Problem details
Every entry needs to be reproduced exactly.

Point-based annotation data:
#####

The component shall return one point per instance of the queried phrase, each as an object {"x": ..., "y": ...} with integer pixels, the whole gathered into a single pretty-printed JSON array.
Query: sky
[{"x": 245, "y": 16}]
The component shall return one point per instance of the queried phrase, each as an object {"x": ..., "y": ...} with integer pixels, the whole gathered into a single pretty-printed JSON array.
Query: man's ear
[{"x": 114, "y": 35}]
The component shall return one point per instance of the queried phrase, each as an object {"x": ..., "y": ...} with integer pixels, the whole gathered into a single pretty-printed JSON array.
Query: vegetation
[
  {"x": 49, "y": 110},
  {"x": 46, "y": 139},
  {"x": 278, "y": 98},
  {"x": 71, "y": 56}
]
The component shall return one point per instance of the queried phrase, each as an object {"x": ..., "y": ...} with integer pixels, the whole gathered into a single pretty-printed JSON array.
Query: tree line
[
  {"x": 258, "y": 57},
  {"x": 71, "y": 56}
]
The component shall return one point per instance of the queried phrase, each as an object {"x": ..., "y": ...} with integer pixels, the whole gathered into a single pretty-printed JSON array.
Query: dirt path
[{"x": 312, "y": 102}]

#####

Solution
The component shall return one point per instance of the queried phrase, each as an object {"x": ..., "y": ...} with integer pixels, the whole gathered into a single pretty-printed JSON array.
Query: sky
[{"x": 245, "y": 16}]
The component shall return one point per instance of the queried phrase, each as an object {"x": ..., "y": ...} with integer pixels, the whole gathered into a single pretty-printed JSON array.
Query: man's ear
[{"x": 114, "y": 35}]
The component shall return one point per instance of the queried phrase, each as an object {"x": ..., "y": ...} with integer pixels, the whole gathered into a single pretty-printed JSON array.
Query: vegetation
[
  {"x": 49, "y": 110},
  {"x": 46, "y": 139},
  {"x": 278, "y": 98},
  {"x": 71, "y": 56}
]
The component shall return one point per instance of the queried phrase, each as an object {"x": ..., "y": ...} with integer pixels, the whole gathered into a single pretty-printed JSON array.
Query: tree line
[
  {"x": 258, "y": 57},
  {"x": 71, "y": 56}
]
The component shall return one point per instance of the queried phrase, each as an object {"x": ..., "y": ...} with integer pixels, the whole gathered into a single pretty-printed JSON array.
Query: dirt path
[{"x": 312, "y": 102}]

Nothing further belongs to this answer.